Record set: Begin

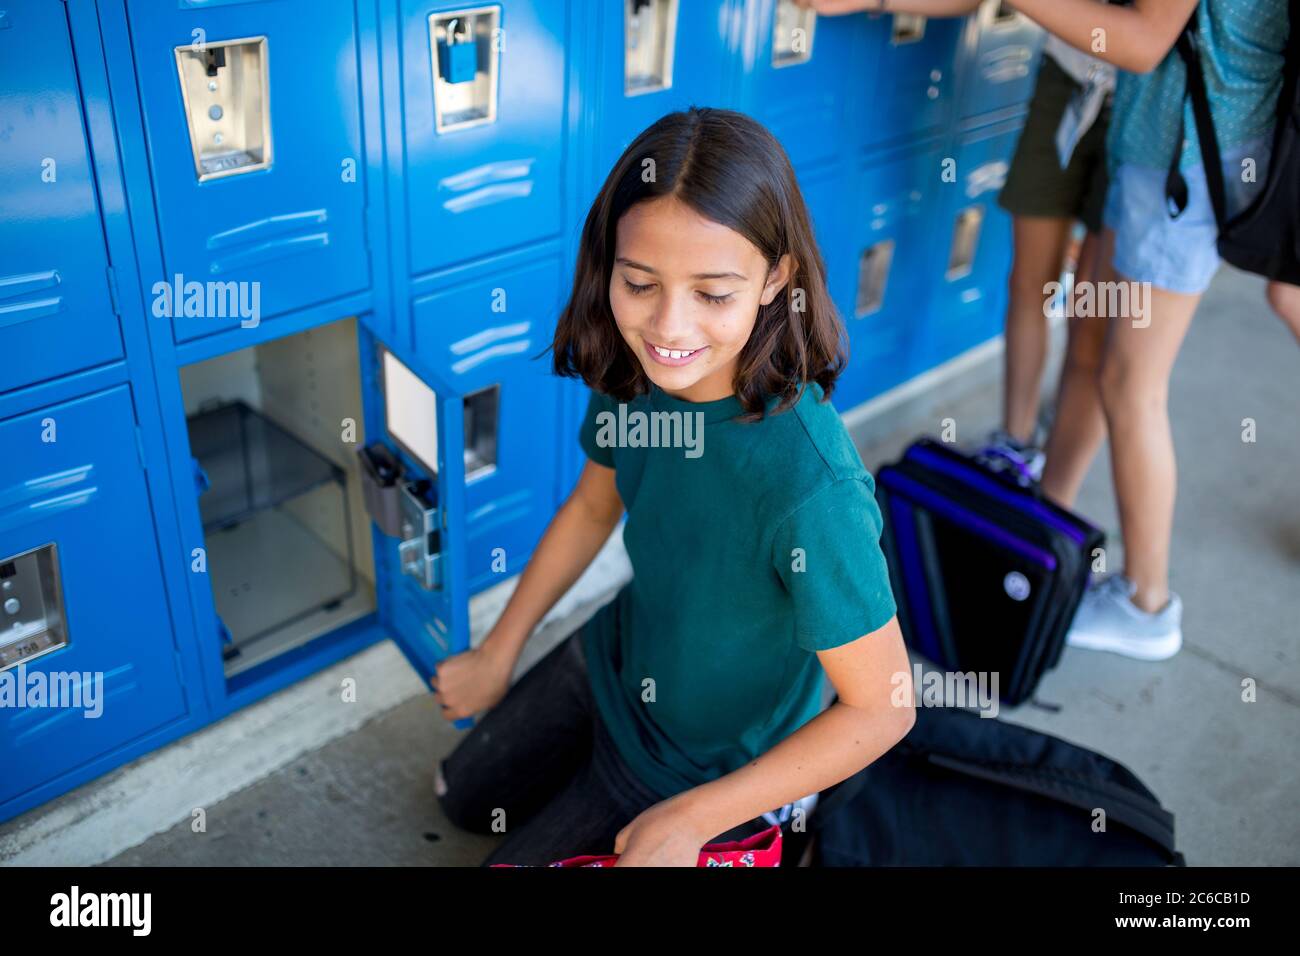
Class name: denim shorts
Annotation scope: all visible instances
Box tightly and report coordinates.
[1103,132,1272,294]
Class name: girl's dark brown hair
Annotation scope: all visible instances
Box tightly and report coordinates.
[549,107,847,422]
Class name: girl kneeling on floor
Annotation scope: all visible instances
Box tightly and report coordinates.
[432,107,914,867]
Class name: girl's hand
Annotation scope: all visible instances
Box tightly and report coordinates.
[611,795,713,867]
[429,639,514,721]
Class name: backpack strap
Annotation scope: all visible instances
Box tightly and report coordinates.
[926,752,1181,859]
[1167,8,1229,227]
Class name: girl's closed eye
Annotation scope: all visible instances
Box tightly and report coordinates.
[622,276,733,305]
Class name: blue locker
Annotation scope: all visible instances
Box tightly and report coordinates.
[559,1,736,499]
[827,143,944,413]
[124,0,371,344]
[927,117,1022,364]
[0,386,187,818]
[798,168,845,290]
[411,259,563,593]
[958,0,1043,124]
[0,1,124,396]
[859,10,964,152]
[792,167,845,340]
[736,0,859,174]
[399,1,568,277]
[588,0,735,191]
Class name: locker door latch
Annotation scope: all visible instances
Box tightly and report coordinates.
[398,480,443,591]
[358,444,443,591]
[174,36,271,180]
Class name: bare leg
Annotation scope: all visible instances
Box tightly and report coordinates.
[1039,230,1110,508]
[1266,280,1300,344]
[1003,215,1074,443]
[1098,245,1203,613]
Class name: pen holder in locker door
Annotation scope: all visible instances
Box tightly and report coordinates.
[358,444,442,588]
[358,443,405,538]
[397,480,442,592]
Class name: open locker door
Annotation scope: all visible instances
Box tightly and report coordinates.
[356,332,474,729]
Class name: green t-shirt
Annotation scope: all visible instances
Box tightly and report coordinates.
[577,380,897,800]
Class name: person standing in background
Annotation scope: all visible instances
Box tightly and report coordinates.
[803,0,1297,661]
[1007,0,1290,660]
[988,26,1115,481]
[794,0,1116,481]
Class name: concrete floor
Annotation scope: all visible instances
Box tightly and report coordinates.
[13,266,1299,867]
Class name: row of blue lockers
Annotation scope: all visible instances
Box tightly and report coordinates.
[0,0,1039,823]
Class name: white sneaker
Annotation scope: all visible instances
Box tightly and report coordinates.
[1066,575,1183,661]
[977,429,1045,485]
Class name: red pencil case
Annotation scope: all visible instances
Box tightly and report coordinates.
[490,823,783,867]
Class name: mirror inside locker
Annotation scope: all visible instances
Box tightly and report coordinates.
[381,349,499,483]
[180,319,376,677]
[429,7,501,133]
[772,0,816,67]
[0,544,68,672]
[174,37,271,181]
[625,0,678,95]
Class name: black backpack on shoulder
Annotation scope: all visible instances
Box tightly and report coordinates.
[808,704,1185,867]
[1167,1,1300,283]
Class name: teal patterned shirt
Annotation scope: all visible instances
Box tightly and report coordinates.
[1106,0,1288,172]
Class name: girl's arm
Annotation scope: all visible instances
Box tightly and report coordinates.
[614,615,916,861]
[1007,0,1198,74]
[483,458,624,664]
[432,459,623,719]
[793,0,983,16]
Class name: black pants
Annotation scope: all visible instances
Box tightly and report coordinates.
[436,623,772,866]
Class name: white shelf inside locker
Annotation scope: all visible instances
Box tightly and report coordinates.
[187,401,346,532]
[205,504,370,676]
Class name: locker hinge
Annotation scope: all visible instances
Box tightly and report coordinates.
[105,266,122,317]
[134,425,148,471]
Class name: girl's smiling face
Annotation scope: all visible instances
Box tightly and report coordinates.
[610,194,792,403]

Record set: End

Copy the lines that hold the word "girl". Take them from the records above.

Answer box:
Class name: girl's dark brown hair
Class name: girl kneeling on floor
Class name: girl's hand
Class name: girl's closed eye
Class name: girl's arm
Class name: girl's smiling face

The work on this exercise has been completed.